** 課題 **
#1 デザインシステムの引用文を「デザインシステムとは、デザインに関するあらゆる情報を構造化したものです。」から「形成するレイヤーの一部です。」まで全部書き写しなさい。その際、「UIパターン」を「画面パターン」に置き換えること。
#2 次の(a)〜(c)がデザインシステムの引用文の内容と合っているかを、はい・いいえで答えなさい。それぞれ判断の根拠となる引用文の語句をそのまま抜き出して示すこと。
(a) スタイルガイドは、デザインシステムを形成するレイヤーの一部である。
(b) デザインガイドラインは、実装までの視点を持っている。
(c) コンポーネントライブラリとは、デザインのルールのことである。
#3 デザインシステムの引用文の最後の文に続けて、その先を書きなさい。

··· 引用文

デザインシステムとは、デザインに関するあらゆる情報を構造化したものです。

デザインの目的・原則やデザインの基準を記したガイドライン、実装に落とし込むためのUIパターンやデザイントークンなど様々なものが含まれます。スタイルガイドやコンポーネントライブラリも、デザインシステムを形成するレイヤーの一部です。

※スタイルガイド:デザインのルール
※コンポーネントライブラリ:ボタンなどのUIパーツを集めたもの

デザインシステムとデザインガイドラインの違い

デザインシステムとデザインガイドラインの違い

デザインシステムとデザインガイドラインの違いは、そのカバーする領域にあります。デザインガイドラインは、デザインシステムからコンポーネントライブラリを除いた領域を指します。すなわち、デザインガイドラインは実装までの視点は持っておらず、デザインシステムに含まれたものとなっています。

······
··· 記録データ

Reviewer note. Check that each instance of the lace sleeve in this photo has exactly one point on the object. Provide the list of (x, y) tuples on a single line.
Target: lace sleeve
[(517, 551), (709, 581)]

······

** 課題の解答 **
#1
デザインシステムとは、デザインに関するあらゆる情報を構造化したものです。

デザインの目的・原則やデザインの基準を記したガイドライン、実装に落とし込むための画面パターンやデザイントークンなど様々なものが含まれます。スタイルガイドやコンポーネントライブラリも、デザインシステムを形成するレイヤーの一部です。

#2
(a) はい。「スタイルガイドやコンポーネントライブラリも、デザインシステムを形成するレイヤーの一部です。」
(b) いいえ。「デザインガイドラインは実装までの視点は持っておらず」
(c) いいえ。「※コンポーネントライブラリ:ボタンなどのUIパーツを集めたもの」

#3
デザインシステムのメリット、デメリット

デザインシステムのメリット

デザインシステムを用いることで、組織内でのデザインの一貫性を高め、再利用可能なコンポーネントを通じて効率的な作業フローを促進します。これにより、デザインと開発のプロセスをシームレスに連携させ、製品開発の時間とコストを大幅に削減することが可能となります。また、デザインシステムはユーザー体験の向上にも寄与します。デザインの一貫性が保たれることで、ユーザーはサービスの使用において一貫した体験を得られます。これによりユーザー満足度が向上し、ユーザーのロイヤリティとエンゲージメントを高めることにも繋がります。

デザインシステムとは、単にデザインの要素を整理するためのツールではなく、ブランドの一貫性を保ち、チームの生産性を向上させ、顧客体験を高めるための包括的な戦略とも言えるでしょう。

デザインシステムのデメリット

デザインシステムはその構築に多くの工数がかかるため、小規模なプロジェクトや継続的なデザイン管理が必要でないプロジェクトの場合には適していません。小規模なプロジェクトでは、デザイナーがスタイルガイドを作り、エンジニアが実装するという方法を導入する方が効率的に、スピード感を持ってプロジェクトを進めることができます。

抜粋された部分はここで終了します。